**Texte fourni:**
____
Joelle Léandre à la Scène nationale d’Orléans : oui, on vous entend !

Après You l’après-midi dans le hall du théatre, un groupe de folk qui joue sur la voix et sur une guitare rustique, la Scène nationale proposait ce samedi soir un concert de petit orchestre. Musique d’aujourd’hui écrite par Joelle Léandre et jouée par des musiciens remarquables, elle a brisé le silence imposé par le Covid d’abord, mais surtout nous a promenés dans un plaisir musical intelligent, complexe, riche et beau.

Joelle Léandre est une importante représentante de la musique improvisée. C’est son credo, son grand intérêt, son grand questionnement en tant que musicienne. Or samedi soir, elle a présenté une œuvre très écrite, pour une formation importante qui devait être un tentet, mais s’est finalement réduit à un nonet : Guillaume Roy, un altiste, était malade.

Le plaisir de l’orchestre

Sa partition, intitulée Can You Hear Me, est vraiment une œuvre pour orchestre. Il y a le plaisir du nombre, dans des moments ou tous jouent, se répondent, se relancent, s’affrontent ou glissent à l’unisson dans un mouvement de musique contemporaine digne de Bartok. Le son commun de toutes les cordes, par exemple, nous plonge un siècle en arrière, dans ce plaisir intense de l’orchestre moderne, osé pour l’époque, mais finalement toujours osé, en tous cas rare dans la musique d’aujourd’hui. Et puis les cuivres qui s’introduisent dans ce son, qui se dressent pour amener l’ensemble plus vers nous.

Ce plaisir de l’orchestre, qui alors, le plus souvent, suit la partition, n’empêche pas d’autres modes de fonctionnement. Remarquables discours de la trompette de Jean-Luc Capozzo, par exemple. Ou très beau duo d’Alexandra Grimal au saxo et de Florian Satche à la batterie, qui continuent leur rencontre commencée il y a plusieurs années. Belle digression aussi de Jean-Brice Godet aux clarinettes, qui entame ces apartés alimentant l’œuvre commune. Ou de Christiane Bopp, qui tire de son trombone bouché des déchirements induits par l’instrument.
____
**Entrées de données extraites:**

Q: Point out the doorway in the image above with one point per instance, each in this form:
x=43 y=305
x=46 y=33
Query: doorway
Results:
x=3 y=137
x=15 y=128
____
**Consigne:**
Reprenez le passage du compte rendu du concert qui commence par « Le plaisir de » et va jusqu'à « plus vers nous. », en changeant « Bartok » en « Ravel ». Servez-vous uniquement du texte.

**Réponse:**
Le plaisir de l’orchestre

Sa partition, intitulée Can You Hear Me, est vraiment une œuvre pour orchestre. Il y a le plaisir du nombre, dans des moments ou tous jouent, se répondent, se relancent, s’affrontent ou glissent à l’unisson dans un mouvement de musique contemporaine digne de Ravel. Le son commun de toutes les cordes, par exemple, nous plonge un siècle en arrière, dans ce plaisir intense de l’orchestre moderne, osé pour l’époque, mais finalement toujours osé, en tous cas rare dans la musique d’aujourd’hui. Et puis les cuivres qui s’introduisent dans ce son, qui se dressent pour amener l’ensemble plus vers nous.